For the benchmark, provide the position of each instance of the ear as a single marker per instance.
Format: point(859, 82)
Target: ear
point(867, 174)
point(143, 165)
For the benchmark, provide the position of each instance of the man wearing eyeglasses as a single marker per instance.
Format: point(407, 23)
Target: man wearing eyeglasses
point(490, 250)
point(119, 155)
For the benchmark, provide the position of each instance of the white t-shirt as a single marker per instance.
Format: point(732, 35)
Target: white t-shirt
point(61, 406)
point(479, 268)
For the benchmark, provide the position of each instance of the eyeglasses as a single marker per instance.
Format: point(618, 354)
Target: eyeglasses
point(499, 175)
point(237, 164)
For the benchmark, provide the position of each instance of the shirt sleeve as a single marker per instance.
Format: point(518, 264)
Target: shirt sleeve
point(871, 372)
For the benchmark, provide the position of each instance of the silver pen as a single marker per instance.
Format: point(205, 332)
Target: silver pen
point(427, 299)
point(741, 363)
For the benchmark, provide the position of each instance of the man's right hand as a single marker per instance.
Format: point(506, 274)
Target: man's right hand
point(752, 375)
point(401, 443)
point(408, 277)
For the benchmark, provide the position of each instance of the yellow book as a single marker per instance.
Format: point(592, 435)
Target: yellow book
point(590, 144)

··········

» EXERCISE: Write out all the entries exactly.

» OUTPUT OF THE EXERCISE:
For the benchmark, provide the position of each instance of the ear as a single marker per instance.
Format: point(859, 82)
Target: ear
point(867, 174)
point(143, 165)
For the benchmark, provide the position of each instance of the man wearing eyeglasses as a single marker per instance.
Format: point(407, 23)
Target: man wearing eyeglasses
point(490, 250)
point(119, 155)
For the benchmark, provide the position of each instance of the white t-shirt as a single marker per instance.
Format: point(732, 35)
Target: white t-shirt
point(61, 406)
point(479, 268)
For the benchmark, provide the position of each instance of the eyeglasses as a single marker per instance.
Format: point(618, 354)
Target: eyeglasses
point(499, 175)
point(237, 164)
For the benchmark, provide the position of each instance of the shirt sleeve as a single marker per instance.
Format: point(518, 264)
Target: shirt sleeve
point(871, 372)
For the benchmark, provide the position of each instance of the silver pen as a single marker per instance.
Format: point(205, 332)
Target: silver pen
point(427, 299)
point(741, 363)
For the benchmark, provide the position of each instance of the man's right hand as a single marker per instance.
Format: point(506, 274)
Target: man's right hand
point(752, 375)
point(401, 443)
point(408, 277)
For the benchmark, provide the position of each instance of the yellow book as a single marker per instance.
Format: point(592, 435)
Target: yellow book
point(590, 144)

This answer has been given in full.